─── Data records ───

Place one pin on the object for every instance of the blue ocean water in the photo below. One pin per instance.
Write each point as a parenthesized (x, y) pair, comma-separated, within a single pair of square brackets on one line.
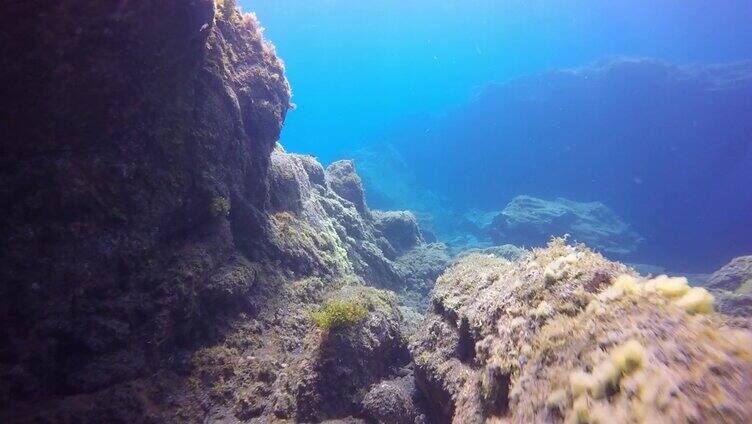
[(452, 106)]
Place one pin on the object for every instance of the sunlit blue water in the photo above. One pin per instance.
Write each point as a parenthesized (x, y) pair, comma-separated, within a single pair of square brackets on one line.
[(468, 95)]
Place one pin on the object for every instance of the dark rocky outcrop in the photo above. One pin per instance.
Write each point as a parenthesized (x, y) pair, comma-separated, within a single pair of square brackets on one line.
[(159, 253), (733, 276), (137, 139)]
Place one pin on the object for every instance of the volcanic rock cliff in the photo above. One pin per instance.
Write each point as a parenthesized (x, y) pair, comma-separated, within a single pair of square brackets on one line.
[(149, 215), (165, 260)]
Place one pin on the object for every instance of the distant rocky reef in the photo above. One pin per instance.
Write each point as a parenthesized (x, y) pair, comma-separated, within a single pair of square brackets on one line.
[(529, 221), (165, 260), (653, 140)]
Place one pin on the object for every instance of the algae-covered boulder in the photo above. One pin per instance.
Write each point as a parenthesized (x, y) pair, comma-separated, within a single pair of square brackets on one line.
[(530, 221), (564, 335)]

───
─── Data records ───

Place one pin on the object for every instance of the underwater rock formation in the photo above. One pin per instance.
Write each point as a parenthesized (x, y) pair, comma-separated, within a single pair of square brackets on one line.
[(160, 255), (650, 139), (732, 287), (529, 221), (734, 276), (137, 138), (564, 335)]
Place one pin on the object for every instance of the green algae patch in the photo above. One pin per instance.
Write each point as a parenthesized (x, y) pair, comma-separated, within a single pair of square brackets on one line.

───
─── Data records ───

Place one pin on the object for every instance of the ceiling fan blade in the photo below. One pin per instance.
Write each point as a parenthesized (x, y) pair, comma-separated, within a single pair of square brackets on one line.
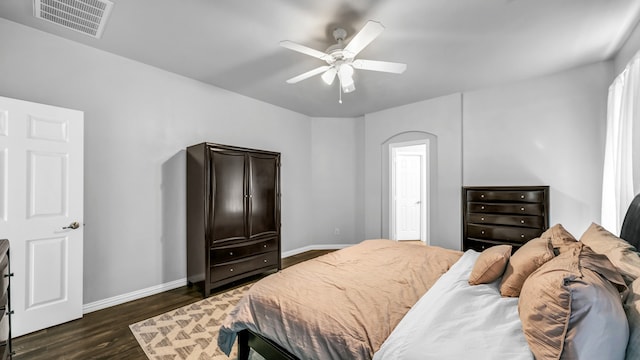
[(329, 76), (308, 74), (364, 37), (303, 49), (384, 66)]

───

→ What is expected
Rescale the items from the line with "of the algae-covered" to the line with "[(530, 221), (564, 335)]", both included, and give only those lines again, requests and all. Multiply every coordinate in the answers by 1.05 and round each to a whole number, with halves rounded up.

→ Answer in full
Place one pin on the object for every instance of the algae-covered boulder in the photo above. One pin per instance.
Write each point as a parenthesized (x, y) pair, comma-separated, within a single pair of square brackets on one line.
[(557, 232), (592, 352)]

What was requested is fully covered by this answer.